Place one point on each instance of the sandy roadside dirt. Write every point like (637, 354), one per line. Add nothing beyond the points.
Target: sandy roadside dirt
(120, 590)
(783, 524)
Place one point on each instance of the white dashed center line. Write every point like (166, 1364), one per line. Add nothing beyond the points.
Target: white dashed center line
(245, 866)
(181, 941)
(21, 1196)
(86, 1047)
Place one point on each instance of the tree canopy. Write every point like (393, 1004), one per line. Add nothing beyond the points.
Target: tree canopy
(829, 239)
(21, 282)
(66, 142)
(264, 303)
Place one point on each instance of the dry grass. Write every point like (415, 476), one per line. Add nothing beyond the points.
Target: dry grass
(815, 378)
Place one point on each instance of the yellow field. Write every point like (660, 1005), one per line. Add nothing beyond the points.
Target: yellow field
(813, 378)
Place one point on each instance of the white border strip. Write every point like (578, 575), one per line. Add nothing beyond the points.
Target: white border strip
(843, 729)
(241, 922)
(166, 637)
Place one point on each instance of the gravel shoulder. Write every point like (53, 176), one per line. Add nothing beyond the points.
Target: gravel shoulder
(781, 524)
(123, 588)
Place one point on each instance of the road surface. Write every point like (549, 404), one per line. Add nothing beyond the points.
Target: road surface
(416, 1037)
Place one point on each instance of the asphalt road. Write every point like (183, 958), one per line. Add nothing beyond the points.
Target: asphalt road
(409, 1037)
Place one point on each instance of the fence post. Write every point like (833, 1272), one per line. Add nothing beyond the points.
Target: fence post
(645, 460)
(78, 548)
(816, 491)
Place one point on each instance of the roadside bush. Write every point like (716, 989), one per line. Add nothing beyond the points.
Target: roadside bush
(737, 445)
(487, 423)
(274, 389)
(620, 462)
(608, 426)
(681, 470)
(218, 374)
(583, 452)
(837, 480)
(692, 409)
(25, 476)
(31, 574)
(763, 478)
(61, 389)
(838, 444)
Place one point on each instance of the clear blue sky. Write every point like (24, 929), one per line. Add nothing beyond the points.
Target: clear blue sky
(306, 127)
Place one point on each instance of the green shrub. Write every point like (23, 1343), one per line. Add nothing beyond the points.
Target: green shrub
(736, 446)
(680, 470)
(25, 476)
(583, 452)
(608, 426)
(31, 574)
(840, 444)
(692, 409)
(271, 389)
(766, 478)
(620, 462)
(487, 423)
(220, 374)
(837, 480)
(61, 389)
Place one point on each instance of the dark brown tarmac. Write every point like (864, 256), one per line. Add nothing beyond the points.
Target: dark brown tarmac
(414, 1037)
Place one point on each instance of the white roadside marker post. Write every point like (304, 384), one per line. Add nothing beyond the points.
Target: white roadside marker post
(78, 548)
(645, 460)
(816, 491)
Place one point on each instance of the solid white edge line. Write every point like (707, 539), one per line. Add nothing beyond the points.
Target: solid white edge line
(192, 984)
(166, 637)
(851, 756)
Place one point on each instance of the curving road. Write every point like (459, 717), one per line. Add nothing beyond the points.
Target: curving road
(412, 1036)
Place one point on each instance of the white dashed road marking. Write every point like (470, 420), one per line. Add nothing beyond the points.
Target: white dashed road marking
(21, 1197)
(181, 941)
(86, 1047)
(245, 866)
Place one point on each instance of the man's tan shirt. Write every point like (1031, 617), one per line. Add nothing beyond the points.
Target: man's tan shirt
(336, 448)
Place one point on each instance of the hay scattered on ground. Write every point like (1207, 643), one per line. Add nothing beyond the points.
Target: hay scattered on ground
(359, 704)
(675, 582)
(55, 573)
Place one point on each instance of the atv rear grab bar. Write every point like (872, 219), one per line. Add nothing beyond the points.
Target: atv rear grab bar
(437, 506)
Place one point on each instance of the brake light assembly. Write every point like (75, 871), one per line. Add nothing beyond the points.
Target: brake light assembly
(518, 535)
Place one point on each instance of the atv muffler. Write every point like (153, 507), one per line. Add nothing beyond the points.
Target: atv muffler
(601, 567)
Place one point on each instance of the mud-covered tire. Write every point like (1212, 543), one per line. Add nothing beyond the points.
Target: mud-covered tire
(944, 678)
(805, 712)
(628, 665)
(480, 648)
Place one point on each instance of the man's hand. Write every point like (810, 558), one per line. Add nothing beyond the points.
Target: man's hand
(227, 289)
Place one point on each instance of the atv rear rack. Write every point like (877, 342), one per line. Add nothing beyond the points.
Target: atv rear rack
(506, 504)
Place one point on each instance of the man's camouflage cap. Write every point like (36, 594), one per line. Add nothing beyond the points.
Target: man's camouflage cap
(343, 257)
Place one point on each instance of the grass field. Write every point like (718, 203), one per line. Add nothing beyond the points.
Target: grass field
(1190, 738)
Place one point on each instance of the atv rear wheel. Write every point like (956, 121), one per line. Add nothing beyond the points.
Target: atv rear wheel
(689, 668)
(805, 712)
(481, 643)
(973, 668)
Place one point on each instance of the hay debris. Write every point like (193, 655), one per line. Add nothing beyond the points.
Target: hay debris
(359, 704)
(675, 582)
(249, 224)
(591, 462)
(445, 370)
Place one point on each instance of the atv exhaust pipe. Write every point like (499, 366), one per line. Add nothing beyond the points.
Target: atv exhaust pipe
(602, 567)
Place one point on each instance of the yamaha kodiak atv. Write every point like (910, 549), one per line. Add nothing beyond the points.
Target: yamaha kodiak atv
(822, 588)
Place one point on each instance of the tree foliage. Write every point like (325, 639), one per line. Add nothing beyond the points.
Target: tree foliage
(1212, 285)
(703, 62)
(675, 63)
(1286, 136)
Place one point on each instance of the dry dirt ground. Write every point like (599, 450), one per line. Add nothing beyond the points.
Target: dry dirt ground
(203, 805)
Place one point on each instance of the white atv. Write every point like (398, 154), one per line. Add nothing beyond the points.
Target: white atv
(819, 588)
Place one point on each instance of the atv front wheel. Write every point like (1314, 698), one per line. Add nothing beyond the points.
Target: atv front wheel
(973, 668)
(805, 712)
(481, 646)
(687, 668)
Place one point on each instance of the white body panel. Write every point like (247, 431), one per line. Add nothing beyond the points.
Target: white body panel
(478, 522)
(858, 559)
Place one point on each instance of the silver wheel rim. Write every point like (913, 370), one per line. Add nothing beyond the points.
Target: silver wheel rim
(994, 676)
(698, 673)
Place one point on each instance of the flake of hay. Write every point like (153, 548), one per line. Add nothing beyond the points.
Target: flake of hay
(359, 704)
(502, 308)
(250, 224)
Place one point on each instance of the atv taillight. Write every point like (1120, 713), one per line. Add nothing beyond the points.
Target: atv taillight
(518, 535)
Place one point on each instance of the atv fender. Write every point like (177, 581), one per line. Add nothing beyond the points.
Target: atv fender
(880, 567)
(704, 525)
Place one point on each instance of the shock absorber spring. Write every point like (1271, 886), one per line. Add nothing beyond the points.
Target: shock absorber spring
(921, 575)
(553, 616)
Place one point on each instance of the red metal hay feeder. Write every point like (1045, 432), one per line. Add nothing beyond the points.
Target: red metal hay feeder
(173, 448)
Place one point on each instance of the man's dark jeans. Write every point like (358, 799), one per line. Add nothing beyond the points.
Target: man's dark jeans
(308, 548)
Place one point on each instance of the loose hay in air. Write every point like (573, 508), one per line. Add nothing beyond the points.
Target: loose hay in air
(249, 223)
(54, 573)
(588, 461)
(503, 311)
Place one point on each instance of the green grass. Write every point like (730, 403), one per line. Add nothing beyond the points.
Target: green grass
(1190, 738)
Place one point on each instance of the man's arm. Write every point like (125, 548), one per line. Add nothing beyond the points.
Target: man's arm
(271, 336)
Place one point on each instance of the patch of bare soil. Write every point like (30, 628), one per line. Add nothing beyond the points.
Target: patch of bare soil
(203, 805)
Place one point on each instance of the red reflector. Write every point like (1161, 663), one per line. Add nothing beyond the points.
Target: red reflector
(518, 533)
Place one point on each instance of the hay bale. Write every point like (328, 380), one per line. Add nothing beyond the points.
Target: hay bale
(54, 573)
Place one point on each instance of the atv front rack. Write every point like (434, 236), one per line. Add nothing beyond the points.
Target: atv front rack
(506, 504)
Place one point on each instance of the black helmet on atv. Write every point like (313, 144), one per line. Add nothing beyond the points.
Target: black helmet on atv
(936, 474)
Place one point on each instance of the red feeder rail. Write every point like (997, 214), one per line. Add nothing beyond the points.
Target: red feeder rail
+++
# Your assignment:
From the entries above, copy out every line where the string "rail" appears.

# Answer to this exercise:
Place one point on each instance of the red feeder rail. Write every point like (997, 214), one per line. Add nothing beyond the points.
Target: red feeder rail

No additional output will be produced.